## What is required:
Copy out every line of text in the entries below word for word, omitting the pictures.

## Provided records:
* BEGIN *
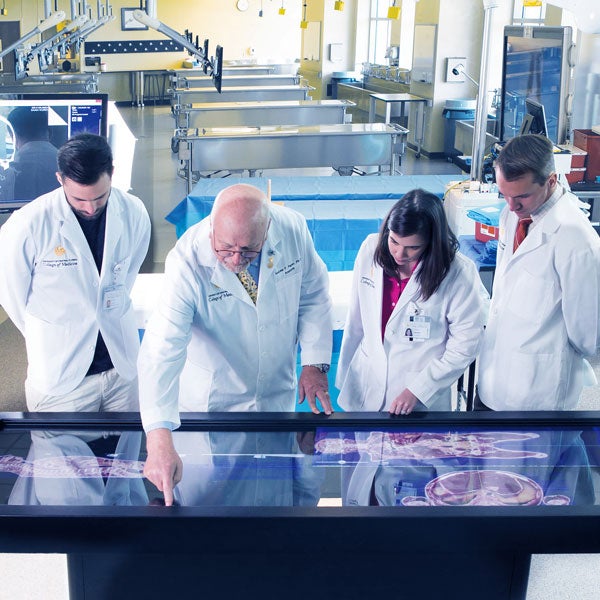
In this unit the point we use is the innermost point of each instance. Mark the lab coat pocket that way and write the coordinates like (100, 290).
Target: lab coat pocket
(530, 296)
(45, 339)
(538, 383)
(288, 296)
(120, 269)
(357, 393)
(195, 385)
* END *
## Solution to this task:
In this unit the point we use is the innermost point of each instance. Mark the lab coat pocket that way and write the coordinates like (100, 290).
Target: lab coat pocket
(530, 296)
(45, 339)
(538, 383)
(288, 296)
(120, 269)
(357, 393)
(195, 385)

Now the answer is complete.